--- SOURCE EXTRACT Enclosed Below ---

Disarmament will not be advanced through a dogmatic approach which does not take in account security considerations.
Nuclear disarmament is meaningful only if it does not trigger an arms race in other areas. This is why it has to take place in the framework of general and complete disarmament, in accordance with Article VI of the NPT.
The massacre in Ghouta perpetrated by the Syrian authorities on 21 August 2013 using chemical weapons is still fresh in our memories. Although we welcome the adoption of resolution 2118 by the United Nations Security Council, forcing Syria to destroy its chemical weapons under joint OPCW/UN supervision, we will remain vigilant until this destruction is complete and has been verified over the long term.
France also welcomes the progress made with regard to the ratification of Arms Trade Treaty. It deposited its instruments of ratification on 2 April 2014, with 17 other countries of the European Union. These ratifications will shortly enable the entry into force of this Treaty, which is the first instrument establishing arms trade regulations.
Unfortunately, these positive elements must not distract us from the persistent threat of proliferation crises. The recent missile launches in North Korea, the crisis in Iran pending a long-term solution, and even grey zones surrounding certain facilities in Syria have a negative impact on disarmament. We must address these proliferation crises if we want to make progress with regard to disarmament.
France remains committed to seeking a safer world for all and creating the conditions for a world without nuclear weapons, in accordance with the goals of the NPT, in a way that promotes international stability, and based on the principle of equal and undiminished security for all. We will do our utmost to achieve this.

--- End of Enclosed SOURCE EXTRACT ---

* _WORK REQUEST_:
Write out the disarmament statement word for word, everything from "The massacre in" down to "the long term.". Draw solely on the disarmament statement above.

--- ENTRIES SUPPLIED Enclosed Below ---

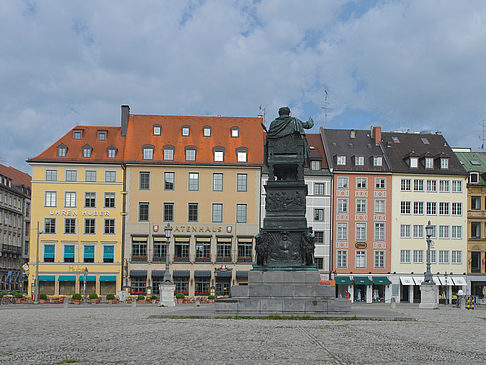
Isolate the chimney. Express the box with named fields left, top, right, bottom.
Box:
left=121, top=105, right=130, bottom=137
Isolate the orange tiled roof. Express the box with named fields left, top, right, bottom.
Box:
left=125, top=114, right=264, bottom=165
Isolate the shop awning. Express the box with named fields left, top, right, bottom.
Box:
left=39, top=275, right=56, bottom=281
left=452, top=276, right=467, bottom=286
left=353, top=276, right=371, bottom=285
left=400, top=276, right=414, bottom=285
left=371, top=276, right=390, bottom=285
left=335, top=276, right=351, bottom=285
left=100, top=275, right=116, bottom=283
left=57, top=275, right=76, bottom=281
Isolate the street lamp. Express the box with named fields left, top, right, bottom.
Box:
left=424, top=221, right=434, bottom=284
left=34, top=221, right=44, bottom=304
left=164, top=223, right=172, bottom=284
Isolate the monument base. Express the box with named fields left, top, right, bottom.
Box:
left=159, top=283, right=175, bottom=307
left=215, top=271, right=351, bottom=315
left=419, top=283, right=439, bottom=309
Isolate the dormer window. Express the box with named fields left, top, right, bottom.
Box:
left=186, top=146, right=196, bottom=161
left=73, top=129, right=83, bottom=139
left=83, top=144, right=93, bottom=158
left=98, top=131, right=106, bottom=141
left=142, top=145, right=154, bottom=160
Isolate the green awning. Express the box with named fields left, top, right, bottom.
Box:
left=372, top=276, right=390, bottom=285
left=335, top=276, right=351, bottom=285
left=353, top=276, right=371, bottom=285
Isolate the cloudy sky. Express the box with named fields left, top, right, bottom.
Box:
left=0, top=0, right=486, bottom=172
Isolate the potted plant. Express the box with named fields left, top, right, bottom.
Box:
left=72, top=293, right=83, bottom=304
left=176, top=293, right=185, bottom=304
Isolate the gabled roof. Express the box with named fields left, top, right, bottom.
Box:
left=125, top=114, right=264, bottom=165
left=381, top=132, right=466, bottom=176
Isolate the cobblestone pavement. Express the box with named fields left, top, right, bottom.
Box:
left=0, top=304, right=486, bottom=364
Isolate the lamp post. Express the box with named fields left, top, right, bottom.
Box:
left=424, top=221, right=434, bottom=284
left=34, top=221, right=43, bottom=304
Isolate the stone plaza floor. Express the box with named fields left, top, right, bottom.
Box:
left=0, top=304, right=486, bottom=364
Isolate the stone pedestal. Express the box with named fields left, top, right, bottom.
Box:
left=419, top=283, right=439, bottom=309
left=159, top=283, right=175, bottom=307
left=215, top=271, right=351, bottom=315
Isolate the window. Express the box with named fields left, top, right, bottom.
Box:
left=311, top=160, right=321, bottom=171
left=84, top=192, right=96, bottom=208
left=164, top=203, right=174, bottom=222
left=427, top=202, right=437, bottom=215
left=64, top=218, right=76, bottom=234
left=44, top=191, right=57, bottom=208
left=400, top=179, right=410, bottom=191
left=375, top=250, right=385, bottom=269
left=413, top=224, right=424, bottom=238
left=337, top=222, right=348, bottom=241
left=356, top=223, right=366, bottom=241
left=375, top=199, right=386, bottom=214
left=213, top=173, right=223, bottom=191
left=337, top=198, right=348, bottom=213
left=138, top=202, right=149, bottom=222
left=400, top=202, right=410, bottom=214
left=439, top=250, right=449, bottom=264
left=44, top=218, right=56, bottom=234
left=212, top=203, right=223, bottom=223
left=187, top=203, right=198, bottom=222
left=84, top=218, right=96, bottom=234
left=104, top=192, right=115, bottom=208
left=337, top=177, right=349, bottom=189
left=66, top=170, right=78, bottom=181
left=336, top=250, right=348, bottom=268
left=105, top=171, right=116, bottom=182
left=356, top=199, right=366, bottom=213
left=355, top=250, right=366, bottom=268
left=400, top=224, right=410, bottom=238
left=236, top=174, right=248, bottom=192
left=356, top=177, right=368, bottom=189
left=189, top=172, right=199, bottom=191
left=64, top=245, right=74, bottom=262
left=44, top=245, right=56, bottom=262
left=413, top=202, right=424, bottom=215
left=314, top=183, right=324, bottom=195
left=164, top=172, right=175, bottom=190
left=439, top=180, right=449, bottom=193
left=185, top=146, right=196, bottom=161
left=138, top=171, right=150, bottom=190
left=236, top=204, right=247, bottom=223
left=46, top=170, right=57, bottom=181
left=64, top=191, right=77, bottom=208
left=413, top=250, right=424, bottom=264
left=375, top=177, right=386, bottom=190
left=427, top=180, right=437, bottom=193
left=400, top=250, right=411, bottom=264
left=375, top=223, right=385, bottom=241
left=84, top=170, right=97, bottom=182
left=163, top=146, right=175, bottom=161
left=143, top=146, right=154, bottom=160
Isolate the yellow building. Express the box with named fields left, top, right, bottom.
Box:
left=28, top=126, right=124, bottom=295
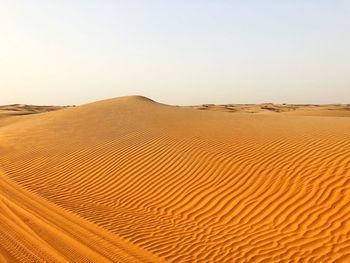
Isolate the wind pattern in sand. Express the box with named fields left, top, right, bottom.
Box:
left=0, top=97, right=350, bottom=262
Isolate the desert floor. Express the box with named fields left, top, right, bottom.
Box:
left=0, top=96, right=350, bottom=262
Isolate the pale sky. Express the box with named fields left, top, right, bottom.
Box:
left=0, top=0, right=350, bottom=105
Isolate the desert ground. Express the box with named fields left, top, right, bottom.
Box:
left=0, top=96, right=350, bottom=263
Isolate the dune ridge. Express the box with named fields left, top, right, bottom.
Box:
left=0, top=96, right=350, bottom=262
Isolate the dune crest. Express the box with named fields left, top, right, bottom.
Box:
left=0, top=96, right=350, bottom=262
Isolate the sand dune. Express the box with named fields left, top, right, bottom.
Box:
left=0, top=96, right=350, bottom=262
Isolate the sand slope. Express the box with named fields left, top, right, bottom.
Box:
left=0, top=97, right=350, bottom=262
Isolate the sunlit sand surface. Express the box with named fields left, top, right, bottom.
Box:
left=0, top=96, right=350, bottom=262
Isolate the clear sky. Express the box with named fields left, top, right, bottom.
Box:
left=0, top=0, right=350, bottom=105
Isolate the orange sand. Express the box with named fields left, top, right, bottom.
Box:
left=0, top=97, right=350, bottom=262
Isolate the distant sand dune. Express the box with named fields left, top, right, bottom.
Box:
left=0, top=96, right=350, bottom=262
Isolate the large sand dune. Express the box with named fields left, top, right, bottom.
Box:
left=0, top=97, right=350, bottom=262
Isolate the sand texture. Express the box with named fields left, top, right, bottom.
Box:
left=0, top=96, right=350, bottom=262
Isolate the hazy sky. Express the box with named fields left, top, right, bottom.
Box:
left=0, top=0, right=350, bottom=105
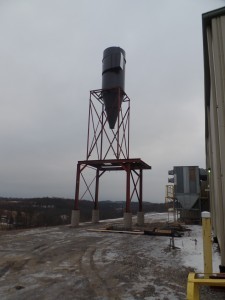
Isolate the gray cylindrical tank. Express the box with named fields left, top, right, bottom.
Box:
left=102, top=47, right=126, bottom=129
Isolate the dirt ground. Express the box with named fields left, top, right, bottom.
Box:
left=0, top=213, right=225, bottom=300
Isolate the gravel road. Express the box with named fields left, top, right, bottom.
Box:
left=0, top=214, right=225, bottom=300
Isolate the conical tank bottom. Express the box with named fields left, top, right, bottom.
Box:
left=103, top=89, right=122, bottom=129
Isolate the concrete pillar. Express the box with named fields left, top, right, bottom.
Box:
left=92, top=209, right=99, bottom=223
left=71, top=210, right=80, bottom=227
left=202, top=211, right=213, bottom=276
left=137, top=211, right=145, bottom=226
left=123, top=212, right=132, bottom=229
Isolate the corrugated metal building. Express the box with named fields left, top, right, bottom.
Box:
left=202, top=7, right=225, bottom=268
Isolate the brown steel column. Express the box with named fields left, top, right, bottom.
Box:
left=139, top=169, right=143, bottom=211
left=94, top=169, right=99, bottom=209
left=74, top=163, right=80, bottom=210
left=126, top=163, right=130, bottom=212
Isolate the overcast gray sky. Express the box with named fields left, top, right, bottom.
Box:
left=0, top=0, right=225, bottom=202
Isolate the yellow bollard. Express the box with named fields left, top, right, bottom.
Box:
left=202, top=211, right=213, bottom=276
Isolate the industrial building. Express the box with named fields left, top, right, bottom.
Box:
left=202, top=7, right=225, bottom=272
left=166, top=166, right=209, bottom=223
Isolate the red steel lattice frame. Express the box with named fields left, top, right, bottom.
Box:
left=74, top=88, right=151, bottom=212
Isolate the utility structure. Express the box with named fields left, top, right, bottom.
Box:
left=71, top=47, right=151, bottom=228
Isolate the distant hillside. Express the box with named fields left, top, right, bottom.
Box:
left=0, top=197, right=166, bottom=227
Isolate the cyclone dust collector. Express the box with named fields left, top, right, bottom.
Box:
left=71, top=47, right=151, bottom=228
left=102, top=47, right=126, bottom=129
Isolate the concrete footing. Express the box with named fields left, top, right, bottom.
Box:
left=137, top=211, right=145, bottom=226
left=123, top=212, right=132, bottom=229
left=92, top=209, right=99, bottom=223
left=71, top=210, right=80, bottom=227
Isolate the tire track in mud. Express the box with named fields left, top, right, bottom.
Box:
left=78, top=238, right=120, bottom=300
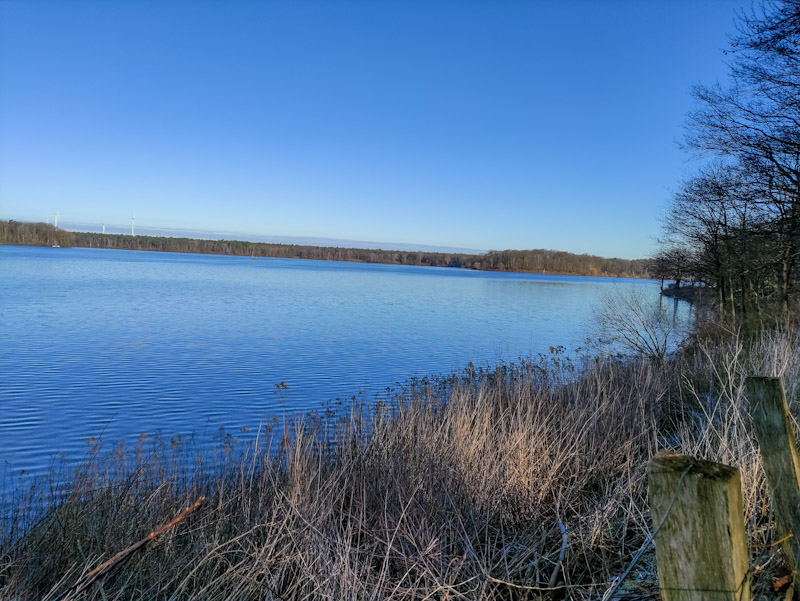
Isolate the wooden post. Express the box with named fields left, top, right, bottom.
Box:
left=648, top=455, right=751, bottom=601
left=747, top=378, right=800, bottom=587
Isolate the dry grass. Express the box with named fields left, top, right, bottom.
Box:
left=0, top=332, right=800, bottom=601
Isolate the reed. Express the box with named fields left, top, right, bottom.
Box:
left=0, top=330, right=800, bottom=601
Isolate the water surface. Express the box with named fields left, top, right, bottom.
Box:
left=0, top=246, right=676, bottom=472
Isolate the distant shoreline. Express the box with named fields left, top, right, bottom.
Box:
left=0, top=220, right=651, bottom=279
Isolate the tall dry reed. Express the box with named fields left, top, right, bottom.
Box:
left=0, top=331, right=800, bottom=601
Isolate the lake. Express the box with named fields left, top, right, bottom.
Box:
left=0, top=246, right=680, bottom=473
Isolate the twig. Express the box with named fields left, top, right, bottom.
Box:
left=61, top=497, right=205, bottom=601
left=548, top=520, right=567, bottom=588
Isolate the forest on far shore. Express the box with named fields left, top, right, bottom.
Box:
left=0, top=220, right=650, bottom=278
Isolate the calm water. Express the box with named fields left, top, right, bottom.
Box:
left=0, top=246, right=676, bottom=472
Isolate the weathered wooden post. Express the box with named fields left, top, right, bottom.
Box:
left=747, top=378, right=800, bottom=588
left=648, top=455, right=751, bottom=601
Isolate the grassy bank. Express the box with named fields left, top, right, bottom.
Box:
left=0, top=332, right=800, bottom=600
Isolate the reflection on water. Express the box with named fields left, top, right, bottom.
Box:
left=0, top=246, right=688, bottom=471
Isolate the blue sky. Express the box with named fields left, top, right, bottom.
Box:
left=0, top=0, right=750, bottom=258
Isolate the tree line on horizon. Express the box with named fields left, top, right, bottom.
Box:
left=652, top=0, right=800, bottom=323
left=0, top=221, right=649, bottom=278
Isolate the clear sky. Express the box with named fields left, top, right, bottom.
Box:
left=0, top=0, right=750, bottom=258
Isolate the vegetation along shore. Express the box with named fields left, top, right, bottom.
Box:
left=0, top=0, right=800, bottom=601
left=0, top=221, right=649, bottom=278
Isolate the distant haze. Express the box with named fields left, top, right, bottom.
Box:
left=58, top=221, right=484, bottom=254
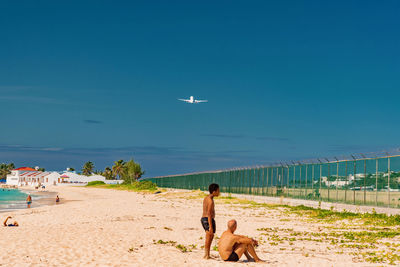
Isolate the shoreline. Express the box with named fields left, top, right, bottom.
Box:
left=0, top=186, right=400, bottom=267
left=0, top=187, right=61, bottom=214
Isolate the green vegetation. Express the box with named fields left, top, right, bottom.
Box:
left=86, top=181, right=106, bottom=186
left=88, top=181, right=157, bottom=192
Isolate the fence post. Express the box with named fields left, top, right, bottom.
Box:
left=364, top=159, right=367, bottom=205
left=336, top=159, right=339, bottom=202
left=305, top=164, right=308, bottom=199
left=311, top=163, right=315, bottom=198
left=353, top=158, right=357, bottom=205
left=388, top=157, right=390, bottom=207
left=293, top=164, right=296, bottom=199
left=299, top=162, right=302, bottom=198
left=344, top=160, right=349, bottom=203
left=375, top=159, right=378, bottom=206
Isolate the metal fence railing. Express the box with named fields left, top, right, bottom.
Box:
left=144, top=150, right=400, bottom=208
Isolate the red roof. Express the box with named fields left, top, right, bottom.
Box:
left=14, top=167, right=36, bottom=171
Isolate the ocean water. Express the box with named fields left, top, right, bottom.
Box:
left=0, top=188, right=28, bottom=212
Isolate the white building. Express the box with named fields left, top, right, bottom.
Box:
left=60, top=172, right=106, bottom=184
left=6, top=167, right=60, bottom=186
left=6, top=167, right=106, bottom=186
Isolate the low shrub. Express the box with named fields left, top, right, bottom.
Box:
left=86, top=181, right=106, bottom=186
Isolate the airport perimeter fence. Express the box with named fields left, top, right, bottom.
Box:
left=145, top=150, right=400, bottom=208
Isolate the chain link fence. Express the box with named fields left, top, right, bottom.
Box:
left=145, top=149, right=400, bottom=208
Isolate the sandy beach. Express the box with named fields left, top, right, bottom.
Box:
left=0, top=187, right=399, bottom=266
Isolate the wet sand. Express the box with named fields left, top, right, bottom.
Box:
left=0, top=187, right=396, bottom=267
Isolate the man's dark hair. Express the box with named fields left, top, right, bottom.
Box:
left=208, top=184, right=219, bottom=194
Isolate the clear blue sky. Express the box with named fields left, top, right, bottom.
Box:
left=0, top=1, right=400, bottom=176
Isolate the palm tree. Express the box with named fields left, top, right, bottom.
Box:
left=0, top=163, right=15, bottom=179
left=112, top=159, right=126, bottom=179
left=82, top=161, right=94, bottom=176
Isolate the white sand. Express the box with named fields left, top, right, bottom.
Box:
left=0, top=187, right=382, bottom=266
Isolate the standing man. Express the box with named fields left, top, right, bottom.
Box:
left=201, top=184, right=220, bottom=259
left=26, top=194, right=32, bottom=209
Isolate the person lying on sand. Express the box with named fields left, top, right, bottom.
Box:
left=218, top=220, right=262, bottom=262
left=3, top=216, right=18, bottom=227
left=200, top=184, right=220, bottom=259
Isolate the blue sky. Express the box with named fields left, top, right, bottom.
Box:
left=0, top=1, right=400, bottom=176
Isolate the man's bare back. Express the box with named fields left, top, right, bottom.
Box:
left=218, top=220, right=262, bottom=262
left=201, top=195, right=215, bottom=219
left=200, top=184, right=220, bottom=259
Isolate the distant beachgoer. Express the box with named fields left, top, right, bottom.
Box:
left=26, top=195, right=32, bottom=209
left=218, top=220, right=262, bottom=262
left=3, top=216, right=19, bottom=227
left=200, top=184, right=220, bottom=259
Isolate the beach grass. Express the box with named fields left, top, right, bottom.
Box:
left=87, top=181, right=158, bottom=192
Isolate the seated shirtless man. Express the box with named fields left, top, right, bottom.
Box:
left=218, top=220, right=262, bottom=262
left=3, top=216, right=18, bottom=227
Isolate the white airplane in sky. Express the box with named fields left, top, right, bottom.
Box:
left=178, top=96, right=208, bottom=104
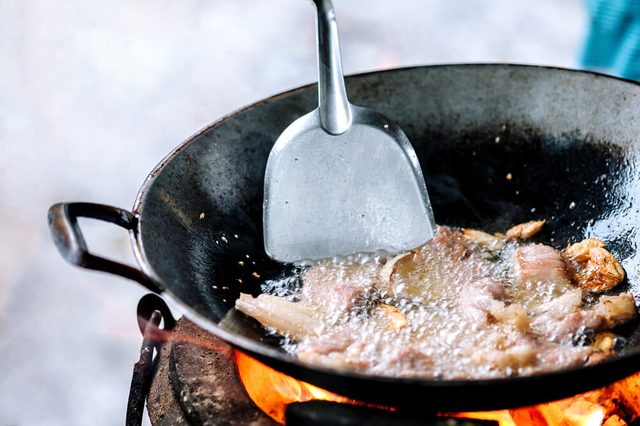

--- End of Enclosed ENTRIES SUPPLIED ---

* _WRITTEN REPLY_:
The massacre in Ghouta perpetrated by the Syrian authorities on 21 August 2013 using chemical weapons is still fresh in our memories. Although we welcome the adoption of resolution 2118 by the United Nations Security Council, forcing Syria to destroy its chemical weapons under joint OPCW/UN supervision, we will remain vigilant until this destruction is complete and has been verified over the long term.